To do » Each entry below is to be reproduced exactly, though any pictures it holds must be omitted.

Supplied entries »
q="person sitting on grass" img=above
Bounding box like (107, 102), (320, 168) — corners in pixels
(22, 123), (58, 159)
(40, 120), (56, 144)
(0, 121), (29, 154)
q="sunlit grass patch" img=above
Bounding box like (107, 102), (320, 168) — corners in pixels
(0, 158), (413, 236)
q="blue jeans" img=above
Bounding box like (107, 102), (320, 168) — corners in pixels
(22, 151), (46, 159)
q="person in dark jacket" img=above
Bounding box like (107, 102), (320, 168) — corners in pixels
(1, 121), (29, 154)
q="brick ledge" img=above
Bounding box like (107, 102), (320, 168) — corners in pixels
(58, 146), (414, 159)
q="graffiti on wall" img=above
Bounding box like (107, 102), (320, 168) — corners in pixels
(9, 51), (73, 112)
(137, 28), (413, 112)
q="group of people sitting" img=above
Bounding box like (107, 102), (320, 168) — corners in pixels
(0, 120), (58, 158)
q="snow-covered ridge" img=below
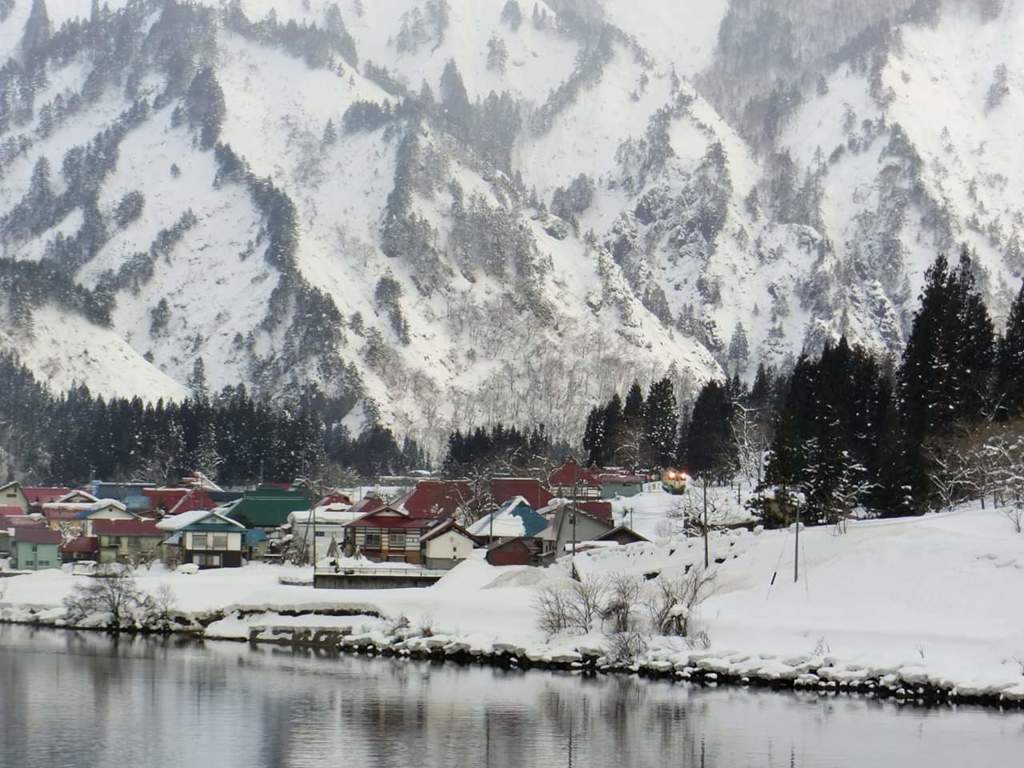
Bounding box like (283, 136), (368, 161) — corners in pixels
(1, 0), (1022, 448)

Output of the task »
q="person sitting on grass" img=above
Bounding box like (107, 102), (320, 168) — corners in pixels
(22, 123), (58, 159)
(40, 120), (56, 144)
(0, 121), (29, 154)
q="sunlit grass patch" img=above
Bounding box like (107, 102), (320, 168) — corners in pixels
(0, 158), (413, 236)
q="blue jeans" img=above
Bounding box like (107, 102), (320, 168) — corners in pixels
(22, 151), (46, 159)
q="person in dark jacket" img=above
Bounding box like (107, 102), (320, 168) — corners in pixels
(1, 121), (29, 154)
q="brick ledge" img=above
Bounding box like (107, 102), (320, 168) — corners in pixels
(58, 146), (414, 159)
q="graffiti on wall" img=above
Bounding box like (107, 102), (320, 168) — corners in pixels
(9, 51), (73, 112)
(137, 28), (413, 112)
q="group of people sitting" img=above
Bounding box like (107, 102), (320, 168) — corners in pixels
(0, 120), (58, 158)
q="snow-covered ridge" img=below
Bounding box like (283, 136), (368, 161) — corners in pixels
(1, 0), (1022, 448)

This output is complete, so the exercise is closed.